■ Task description ■
Convert the listing below into a Markdown table with the columns Row and Line. Give each non-blank line its own row number and its text.

Source material start

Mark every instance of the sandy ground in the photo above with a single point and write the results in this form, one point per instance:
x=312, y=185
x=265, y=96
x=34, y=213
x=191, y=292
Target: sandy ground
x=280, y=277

Source material end

■ Reply to the exercise ■
| Row | Line |
|---|---|
| 1 | Mark every instance of the sandy ground in the photo above with a single point and write the results in this form, one point per instance: |
| 2 | x=312, y=185 |
| 3 | x=265, y=96 |
| 4 | x=34, y=213 |
| 5 | x=191, y=292 |
| 6 | Target: sandy ground |
| 7 | x=280, y=277 |